A block of data
====
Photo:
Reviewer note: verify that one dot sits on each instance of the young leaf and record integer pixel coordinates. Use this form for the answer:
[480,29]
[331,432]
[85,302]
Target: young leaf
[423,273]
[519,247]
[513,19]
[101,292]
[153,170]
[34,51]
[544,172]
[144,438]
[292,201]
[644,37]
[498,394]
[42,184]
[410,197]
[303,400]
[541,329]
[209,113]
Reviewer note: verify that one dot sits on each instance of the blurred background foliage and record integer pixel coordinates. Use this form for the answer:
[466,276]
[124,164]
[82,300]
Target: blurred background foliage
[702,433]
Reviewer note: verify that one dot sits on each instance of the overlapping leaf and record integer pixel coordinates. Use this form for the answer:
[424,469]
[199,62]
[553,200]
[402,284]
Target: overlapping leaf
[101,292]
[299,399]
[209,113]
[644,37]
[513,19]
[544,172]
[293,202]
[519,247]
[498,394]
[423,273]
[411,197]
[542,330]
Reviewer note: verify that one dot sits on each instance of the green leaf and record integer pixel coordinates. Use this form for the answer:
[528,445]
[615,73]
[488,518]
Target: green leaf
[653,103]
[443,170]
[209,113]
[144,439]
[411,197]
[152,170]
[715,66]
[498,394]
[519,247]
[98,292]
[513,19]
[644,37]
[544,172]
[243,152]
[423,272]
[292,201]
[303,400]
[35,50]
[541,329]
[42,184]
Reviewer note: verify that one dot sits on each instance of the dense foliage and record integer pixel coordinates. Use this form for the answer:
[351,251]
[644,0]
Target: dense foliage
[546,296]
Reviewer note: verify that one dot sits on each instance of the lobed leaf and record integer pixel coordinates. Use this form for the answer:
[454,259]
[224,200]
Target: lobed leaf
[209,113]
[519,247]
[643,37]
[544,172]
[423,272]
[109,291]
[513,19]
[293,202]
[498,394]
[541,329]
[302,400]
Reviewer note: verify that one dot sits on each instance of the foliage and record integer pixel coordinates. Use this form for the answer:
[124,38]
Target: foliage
====
--- Directions for this task ---
Recast the entries above as a JSON list of strings, with one string for each line and no blank lines.

--- Final result ---
[
  "Photo:",
  "Reviewer note: verify that one dot sits on each instance of the young leaf and record integer pixel coordinates. Use this form for the answer:",
  "[480,29]",
  "[331,432]",
  "[85,302]",
  "Target: young leaf",
  "[423,273]",
  "[519,247]",
  "[513,19]",
  "[101,292]",
  "[153,170]",
  "[34,51]",
  "[544,172]",
  "[144,438]",
  "[292,201]",
  "[644,37]",
  "[498,394]",
  "[42,184]",
  "[410,197]",
  "[303,400]",
  "[541,329]",
  "[209,113]",
  "Reviewer note: verify that one dot sits on each instance of the blurred background foliage and record integer pixel coordinates. Use this form for the answer:",
  "[466,276]",
  "[124,164]",
  "[82,300]",
  "Target: blurred background foliage",
  "[702,433]",
  "Reviewer note: verify that one dot sits on each instance of the overlapping leaf and record integer pixel coordinates. Use this form for the answer:",
  "[424,469]",
  "[199,62]",
  "[553,200]",
  "[402,284]",
  "Target: overlapping leaf",
  "[101,292]",
  "[299,399]",
  "[209,113]",
  "[644,37]",
  "[513,19]",
  "[544,172]",
  "[293,202]",
  "[519,247]",
  "[498,394]",
  "[423,273]",
  "[411,197]",
  "[542,330]",
  "Reviewer note: verify that one dot sits on each instance of the green leaf and record integer pixel coordinates. Use this form for the answer:",
  "[528,445]",
  "[615,73]",
  "[488,518]",
  "Target: green leaf",
  "[653,103]",
  "[443,170]",
  "[209,113]",
  "[144,439]",
  "[411,197]",
  "[152,170]",
  "[715,66]",
  "[498,394]",
  "[519,247]",
  "[98,292]",
  "[513,19]",
  "[644,37]",
  "[544,172]",
  "[243,152]",
  "[423,272]",
  "[292,201]",
  "[303,400]",
  "[35,50]",
  "[541,329]",
  "[42,184]",
  "Reviewer note: verify that one dot sits on each instance of the dense foliage and record integer pixel coordinates. Use this form for the answer:",
  "[351,251]",
  "[644,0]",
  "Target: dense foliage",
  "[546,296]",
  "Reviewer note: verify that one dot sits on each instance of the lobed leaf and record integer pixel coordinates. Use this form for the answer:",
  "[454,259]",
  "[224,200]",
  "Target: lobed leaf",
  "[209,113]",
  "[519,247]",
  "[643,37]",
  "[544,172]",
  "[423,272]",
  "[109,291]",
  "[513,19]",
  "[293,202]",
  "[498,394]",
  "[541,329]",
  "[302,400]",
  "Reviewer note: verify that one dot sits on each instance of the foliage and record integer pixel coordinates. Use this form for the answer:",
  "[124,38]",
  "Target: foliage"
]